___ RECORDS PROVIDED ___

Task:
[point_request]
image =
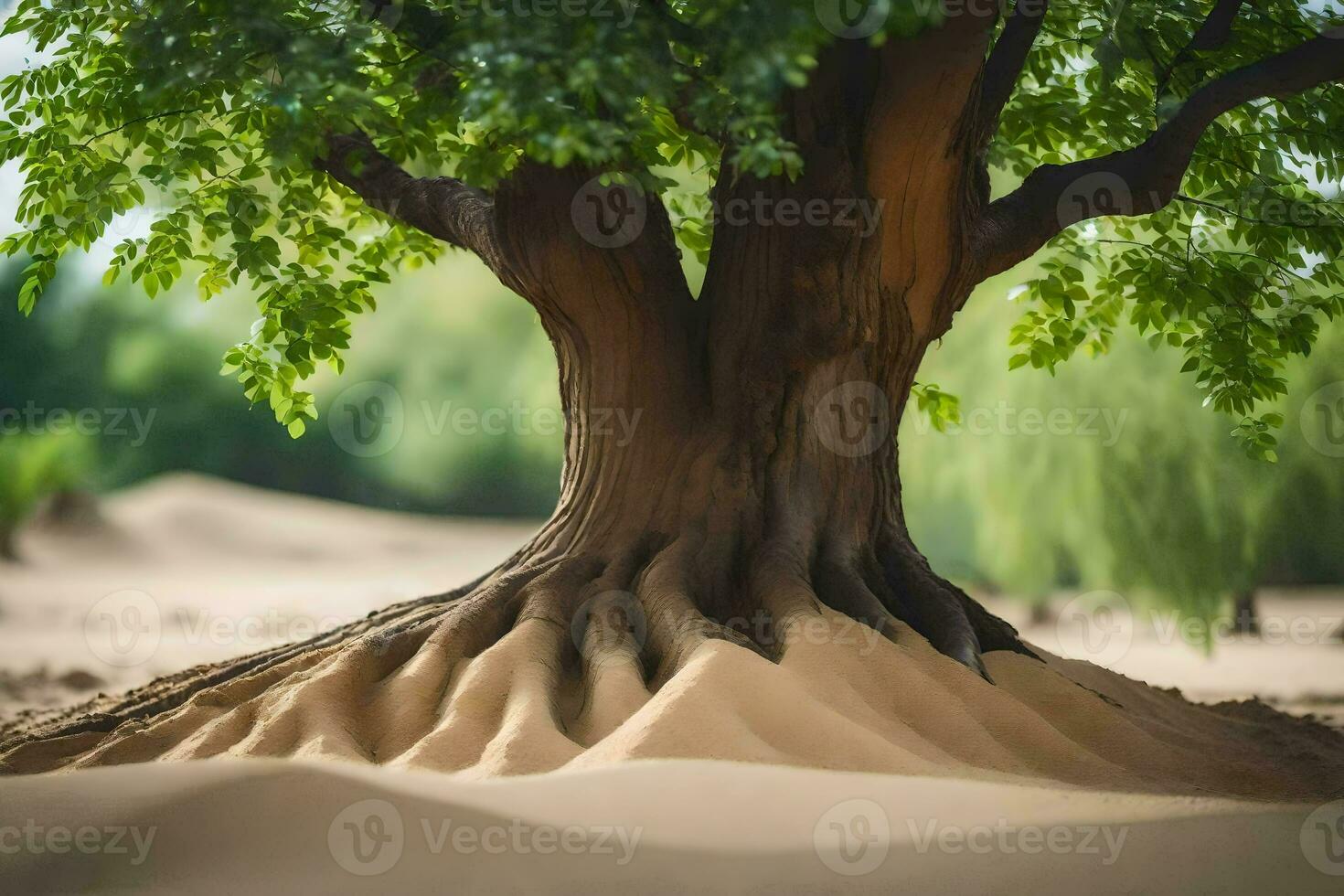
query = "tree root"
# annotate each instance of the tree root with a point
(594, 637)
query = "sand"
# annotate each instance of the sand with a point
(663, 827)
(741, 774)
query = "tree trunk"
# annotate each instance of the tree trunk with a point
(758, 486)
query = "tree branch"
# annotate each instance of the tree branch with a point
(1212, 34)
(1006, 63)
(441, 208)
(1147, 177)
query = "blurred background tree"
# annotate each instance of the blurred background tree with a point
(1040, 484)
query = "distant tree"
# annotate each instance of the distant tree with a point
(829, 160)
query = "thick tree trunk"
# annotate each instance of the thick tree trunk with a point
(760, 483)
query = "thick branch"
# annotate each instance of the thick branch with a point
(1006, 63)
(441, 208)
(1147, 177)
(1212, 34)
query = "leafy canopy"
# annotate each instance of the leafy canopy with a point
(208, 117)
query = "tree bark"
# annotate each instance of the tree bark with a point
(731, 464)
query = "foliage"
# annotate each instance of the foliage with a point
(1110, 500)
(31, 469)
(1240, 272)
(208, 116)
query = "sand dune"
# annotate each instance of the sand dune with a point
(652, 827)
(294, 752)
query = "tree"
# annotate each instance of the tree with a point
(846, 217)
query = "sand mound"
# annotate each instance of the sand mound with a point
(843, 699)
(646, 827)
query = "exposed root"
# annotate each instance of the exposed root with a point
(948, 617)
(591, 658)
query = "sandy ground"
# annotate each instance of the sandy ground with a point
(231, 570)
(210, 570)
(652, 827)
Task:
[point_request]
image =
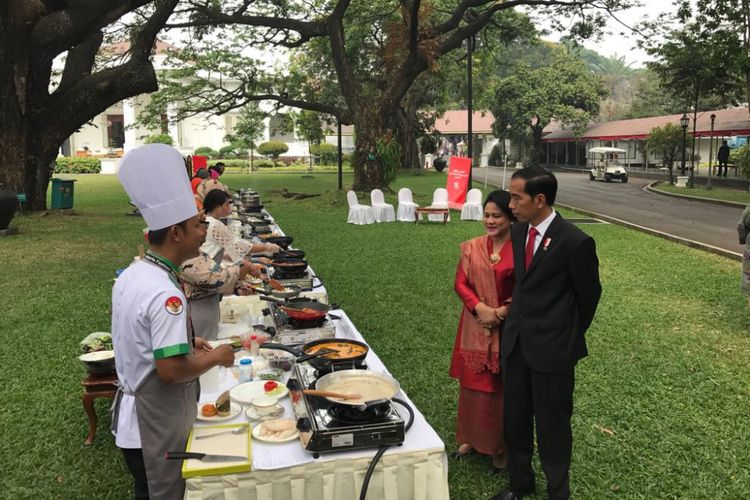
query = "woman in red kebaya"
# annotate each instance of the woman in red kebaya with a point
(484, 282)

___

## GOAL OF THE EXERCISE
Would you return the data exactly as written, without the pictures?

## WRITTEN RESPONSE
Task:
[point_request]
image =
query = "tree root"
# annotate each instance of the tree root with a point
(594, 637)
query = "sand"
# annotate each instance of the sand with a point
(663, 827)
(741, 774)
query = "tree trunk"
# annotate each instance of the tree trunk with a point
(758, 486)
query = "tree branch"
# annotate each instance of the tree branch with a point
(1212, 34)
(1006, 63)
(441, 208)
(1147, 177)
query = "blurred background tree"
# annotate each instance of the blurred background tree with a point
(1040, 484)
query = "distant tree"
# annotate each instance of the distant tree with a point
(829, 160)
query = "thick tree trunk"
# annotate each instance of the thick tree trunk with a point
(760, 483)
query = "thick branch"
# annotate each instance of the thick branch with a point
(1006, 63)
(441, 208)
(1147, 177)
(1212, 34)
query = "leafy canopy"
# annotate each instance of the leafy canopy with a point
(208, 117)
query = "tree bark"
# annotate each instance of the tree bark with a point
(731, 464)
query = "foliage"
# annotate each instance of the foliage with a point
(1110, 500)
(31, 469)
(1240, 272)
(208, 116)
query = "sand dune"
# annotate each instance of the sand dune with a point
(652, 827)
(294, 752)
query = "tree"
# annotate each instance of the tree with a point
(846, 217)
query = "sand mound"
# annotate each instance of the sand mound with a point
(843, 699)
(646, 827)
query = "exposed root"
# annotate each instance of the exposed root with a point
(948, 617)
(591, 658)
query = "sandy ground"
# annotate each instance of the sandy ground with a point
(231, 570)
(210, 570)
(652, 827)
Task:
[point_request]
image =
query = "woman in red kebaya"
# annotate each instance of the woman in red kebaya with a point
(484, 282)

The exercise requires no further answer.